| Objetivo |
Cambia "hay bale" por "straw bale" en el tramo que va desde el comienzo de las entradas hasta la línea que contiene "136], [323, 140]]", ambos extremos incluidos, y reproduce solo ese tramo sin ninguna otra modificación.

━━ Material de trabajo ━━

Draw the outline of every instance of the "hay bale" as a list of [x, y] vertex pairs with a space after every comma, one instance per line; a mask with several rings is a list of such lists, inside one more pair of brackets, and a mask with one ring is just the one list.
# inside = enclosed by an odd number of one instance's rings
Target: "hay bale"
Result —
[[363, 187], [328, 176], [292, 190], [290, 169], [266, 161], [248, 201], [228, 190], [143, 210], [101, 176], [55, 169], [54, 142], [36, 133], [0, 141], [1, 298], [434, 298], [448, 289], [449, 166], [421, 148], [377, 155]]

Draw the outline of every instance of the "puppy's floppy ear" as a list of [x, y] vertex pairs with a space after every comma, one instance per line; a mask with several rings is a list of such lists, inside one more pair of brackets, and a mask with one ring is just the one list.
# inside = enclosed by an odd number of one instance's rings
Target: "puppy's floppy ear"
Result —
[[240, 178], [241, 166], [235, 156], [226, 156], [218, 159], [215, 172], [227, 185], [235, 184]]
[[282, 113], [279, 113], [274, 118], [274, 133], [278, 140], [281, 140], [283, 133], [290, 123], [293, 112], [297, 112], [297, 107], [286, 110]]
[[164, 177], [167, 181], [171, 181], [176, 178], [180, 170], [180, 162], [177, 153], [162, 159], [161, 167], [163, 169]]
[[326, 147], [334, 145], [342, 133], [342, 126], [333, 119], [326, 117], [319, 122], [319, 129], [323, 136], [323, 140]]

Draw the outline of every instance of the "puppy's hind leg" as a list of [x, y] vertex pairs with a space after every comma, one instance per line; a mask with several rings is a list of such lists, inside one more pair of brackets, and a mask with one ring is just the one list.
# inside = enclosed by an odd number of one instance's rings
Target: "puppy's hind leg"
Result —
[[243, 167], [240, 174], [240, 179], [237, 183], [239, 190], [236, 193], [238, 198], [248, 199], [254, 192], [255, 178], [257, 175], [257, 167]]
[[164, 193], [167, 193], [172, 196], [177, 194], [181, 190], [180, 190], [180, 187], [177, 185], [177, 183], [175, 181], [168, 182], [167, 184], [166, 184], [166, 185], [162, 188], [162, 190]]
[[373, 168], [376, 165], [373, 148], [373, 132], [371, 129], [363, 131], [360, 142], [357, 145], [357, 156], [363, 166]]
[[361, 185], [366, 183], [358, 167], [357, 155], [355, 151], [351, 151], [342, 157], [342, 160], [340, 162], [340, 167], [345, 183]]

━━━

| Solución |
Draw the outline of every instance of the "straw bale" as a list of [x, y] vertex pairs with a space after every comma, one instance per line; a mask with several rings is a list of such lists, inside one more pair of brackets, and a mask with one ring is just the one list.
# inside = enclosed by an odd number of one instance's rings
Target: "straw bale"
Result —
[[363, 187], [328, 176], [292, 190], [290, 169], [266, 161], [248, 201], [228, 190], [143, 210], [101, 176], [55, 169], [54, 142], [36, 133], [0, 141], [1, 298], [434, 298], [448, 289], [449, 166], [421, 148], [377, 155]]

Draw the outline of every instance of the "puppy's floppy ear" as a list of [x, y] vertex pairs with a space after every comma, one instance per line; a mask with several rings is a list of such lists, inside one more pair of brackets, and a mask with one ring is just the one list.
# inside = enclosed by an odd number of one instance's rings
Target: "puppy's floppy ear"
Result —
[[240, 178], [241, 166], [235, 156], [226, 156], [218, 159], [215, 172], [227, 185], [235, 184]]
[[282, 113], [279, 113], [274, 118], [274, 133], [278, 140], [281, 140], [283, 133], [290, 123], [293, 112], [297, 112], [297, 107], [286, 110]]
[[164, 177], [167, 181], [171, 181], [176, 178], [180, 170], [180, 162], [177, 153], [162, 159], [161, 167], [163, 169]]
[[326, 147], [334, 145], [342, 133], [342, 126], [333, 119], [326, 117], [319, 122], [319, 129], [323, 136], [323, 140]]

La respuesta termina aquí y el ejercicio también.